Dataset entries
┄┄┄┄┄┄┄┄┄┄┄┄┄┄┄┄┄┄┄┄
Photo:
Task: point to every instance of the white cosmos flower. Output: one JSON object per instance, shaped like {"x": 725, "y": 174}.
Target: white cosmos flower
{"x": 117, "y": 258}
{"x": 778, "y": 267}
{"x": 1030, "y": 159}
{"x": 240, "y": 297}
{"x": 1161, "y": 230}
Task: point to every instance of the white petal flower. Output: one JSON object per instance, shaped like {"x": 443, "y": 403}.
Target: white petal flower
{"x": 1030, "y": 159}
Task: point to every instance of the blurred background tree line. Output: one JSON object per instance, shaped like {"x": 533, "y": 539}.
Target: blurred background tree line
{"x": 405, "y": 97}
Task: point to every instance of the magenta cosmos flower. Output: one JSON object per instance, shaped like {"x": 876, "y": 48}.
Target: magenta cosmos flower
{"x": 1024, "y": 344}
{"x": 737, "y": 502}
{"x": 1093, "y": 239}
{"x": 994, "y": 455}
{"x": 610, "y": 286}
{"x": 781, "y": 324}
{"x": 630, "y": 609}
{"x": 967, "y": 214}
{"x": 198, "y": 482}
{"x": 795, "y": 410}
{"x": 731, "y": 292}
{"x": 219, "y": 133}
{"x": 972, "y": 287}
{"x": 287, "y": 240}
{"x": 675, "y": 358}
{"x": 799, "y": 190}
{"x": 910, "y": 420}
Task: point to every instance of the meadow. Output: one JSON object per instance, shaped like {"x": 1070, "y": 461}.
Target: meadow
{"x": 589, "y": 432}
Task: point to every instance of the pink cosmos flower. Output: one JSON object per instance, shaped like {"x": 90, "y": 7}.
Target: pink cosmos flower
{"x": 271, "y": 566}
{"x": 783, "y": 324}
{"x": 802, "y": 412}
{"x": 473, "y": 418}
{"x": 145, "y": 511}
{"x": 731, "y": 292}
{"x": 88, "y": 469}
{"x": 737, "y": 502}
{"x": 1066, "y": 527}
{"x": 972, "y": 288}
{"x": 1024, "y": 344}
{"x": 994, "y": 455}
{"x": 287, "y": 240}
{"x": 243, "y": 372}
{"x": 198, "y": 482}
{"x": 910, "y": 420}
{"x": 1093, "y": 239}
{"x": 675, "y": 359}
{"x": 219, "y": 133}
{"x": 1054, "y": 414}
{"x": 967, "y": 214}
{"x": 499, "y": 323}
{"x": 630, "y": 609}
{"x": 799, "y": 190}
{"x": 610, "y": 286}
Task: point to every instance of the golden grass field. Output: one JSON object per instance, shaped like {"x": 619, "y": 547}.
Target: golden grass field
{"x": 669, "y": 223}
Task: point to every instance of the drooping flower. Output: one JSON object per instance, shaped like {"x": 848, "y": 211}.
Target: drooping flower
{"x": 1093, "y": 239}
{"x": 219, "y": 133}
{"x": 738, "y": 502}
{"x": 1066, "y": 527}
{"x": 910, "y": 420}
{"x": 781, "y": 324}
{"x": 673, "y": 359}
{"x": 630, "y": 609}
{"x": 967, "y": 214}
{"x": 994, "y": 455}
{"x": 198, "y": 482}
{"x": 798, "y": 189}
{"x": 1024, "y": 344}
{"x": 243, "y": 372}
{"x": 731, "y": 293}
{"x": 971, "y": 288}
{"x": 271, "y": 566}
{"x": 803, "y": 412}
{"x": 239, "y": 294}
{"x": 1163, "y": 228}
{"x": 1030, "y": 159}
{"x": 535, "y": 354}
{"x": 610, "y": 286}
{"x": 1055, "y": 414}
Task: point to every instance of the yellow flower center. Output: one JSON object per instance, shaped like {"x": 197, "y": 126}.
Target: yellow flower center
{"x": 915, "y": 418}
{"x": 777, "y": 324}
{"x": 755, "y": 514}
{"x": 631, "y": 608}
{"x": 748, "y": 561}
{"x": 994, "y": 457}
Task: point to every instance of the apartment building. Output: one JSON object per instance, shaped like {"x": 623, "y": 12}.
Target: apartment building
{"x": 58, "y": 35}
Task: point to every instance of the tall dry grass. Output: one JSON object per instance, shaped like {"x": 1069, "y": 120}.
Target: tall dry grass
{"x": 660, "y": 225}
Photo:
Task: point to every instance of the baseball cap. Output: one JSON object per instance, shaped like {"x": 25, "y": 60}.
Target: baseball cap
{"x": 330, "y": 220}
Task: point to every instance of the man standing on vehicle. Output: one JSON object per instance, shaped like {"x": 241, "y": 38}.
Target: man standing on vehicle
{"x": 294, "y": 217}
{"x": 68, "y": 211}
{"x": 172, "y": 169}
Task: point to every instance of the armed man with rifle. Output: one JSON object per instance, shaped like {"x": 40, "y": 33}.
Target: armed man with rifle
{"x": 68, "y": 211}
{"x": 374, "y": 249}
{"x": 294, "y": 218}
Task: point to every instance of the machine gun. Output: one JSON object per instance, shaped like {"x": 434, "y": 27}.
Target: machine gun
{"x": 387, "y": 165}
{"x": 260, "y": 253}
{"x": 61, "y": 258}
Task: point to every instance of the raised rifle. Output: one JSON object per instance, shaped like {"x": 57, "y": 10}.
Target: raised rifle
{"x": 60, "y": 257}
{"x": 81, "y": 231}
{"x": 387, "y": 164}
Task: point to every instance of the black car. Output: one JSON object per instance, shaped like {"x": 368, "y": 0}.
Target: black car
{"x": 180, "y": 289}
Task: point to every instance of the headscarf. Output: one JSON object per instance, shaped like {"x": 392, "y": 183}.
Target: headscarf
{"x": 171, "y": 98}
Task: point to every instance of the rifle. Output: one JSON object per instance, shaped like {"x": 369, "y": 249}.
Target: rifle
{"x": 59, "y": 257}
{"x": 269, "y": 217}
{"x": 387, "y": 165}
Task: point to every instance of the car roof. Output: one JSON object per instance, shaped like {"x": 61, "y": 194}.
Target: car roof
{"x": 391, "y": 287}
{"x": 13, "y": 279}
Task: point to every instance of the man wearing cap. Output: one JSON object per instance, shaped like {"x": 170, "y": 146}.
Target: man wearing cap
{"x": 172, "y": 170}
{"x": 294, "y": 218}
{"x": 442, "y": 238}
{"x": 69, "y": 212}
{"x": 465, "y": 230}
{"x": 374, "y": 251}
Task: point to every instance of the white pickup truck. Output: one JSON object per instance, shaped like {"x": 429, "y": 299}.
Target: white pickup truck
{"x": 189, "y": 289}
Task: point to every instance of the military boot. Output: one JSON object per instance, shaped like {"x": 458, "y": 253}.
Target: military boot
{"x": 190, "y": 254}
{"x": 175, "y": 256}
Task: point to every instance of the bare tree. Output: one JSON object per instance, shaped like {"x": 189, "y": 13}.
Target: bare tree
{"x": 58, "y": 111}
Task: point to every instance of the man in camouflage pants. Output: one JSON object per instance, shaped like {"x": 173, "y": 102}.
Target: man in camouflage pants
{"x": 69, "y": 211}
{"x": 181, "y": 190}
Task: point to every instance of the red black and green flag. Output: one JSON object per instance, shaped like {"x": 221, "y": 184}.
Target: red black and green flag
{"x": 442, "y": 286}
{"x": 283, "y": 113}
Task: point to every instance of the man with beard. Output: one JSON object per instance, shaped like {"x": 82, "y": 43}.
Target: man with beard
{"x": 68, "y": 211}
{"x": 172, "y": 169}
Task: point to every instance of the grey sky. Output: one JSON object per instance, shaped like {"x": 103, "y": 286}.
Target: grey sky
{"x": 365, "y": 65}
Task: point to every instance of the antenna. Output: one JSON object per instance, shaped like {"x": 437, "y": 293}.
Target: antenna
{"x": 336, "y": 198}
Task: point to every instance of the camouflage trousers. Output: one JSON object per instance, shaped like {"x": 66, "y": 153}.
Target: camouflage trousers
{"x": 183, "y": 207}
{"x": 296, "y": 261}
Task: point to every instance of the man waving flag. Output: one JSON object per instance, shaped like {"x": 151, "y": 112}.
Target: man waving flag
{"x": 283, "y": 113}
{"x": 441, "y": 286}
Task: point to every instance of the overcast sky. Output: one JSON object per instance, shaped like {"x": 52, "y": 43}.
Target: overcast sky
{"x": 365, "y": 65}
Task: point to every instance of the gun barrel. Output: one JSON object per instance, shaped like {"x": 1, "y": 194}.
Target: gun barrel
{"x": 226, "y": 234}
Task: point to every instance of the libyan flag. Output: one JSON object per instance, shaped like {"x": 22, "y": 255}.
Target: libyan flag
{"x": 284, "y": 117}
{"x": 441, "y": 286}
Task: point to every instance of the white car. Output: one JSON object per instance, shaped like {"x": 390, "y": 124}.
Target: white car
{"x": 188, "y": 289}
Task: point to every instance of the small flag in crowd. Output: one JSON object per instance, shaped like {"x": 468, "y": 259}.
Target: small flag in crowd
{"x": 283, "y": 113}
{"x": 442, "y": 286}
┄┄┄┄┄┄┄┄┄┄┄┄┄┄┄┄┄┄┄┄
**Task goal**
Output the line bearing "Task: point to every instance of the white car." along with all the lines after it through the end of the entries, exactly, and no other lines.

**Answer to this problem**
Task: point to every instance of the white car. Output: one JSON object per instance, shaped like {"x": 390, "y": 124}.
Target: white car
{"x": 188, "y": 289}
Task: point to every instance of the small flag in crowd. Output: one JSON object per instance, shaped like {"x": 468, "y": 259}.
Target: small flag in crowd
{"x": 283, "y": 113}
{"x": 442, "y": 286}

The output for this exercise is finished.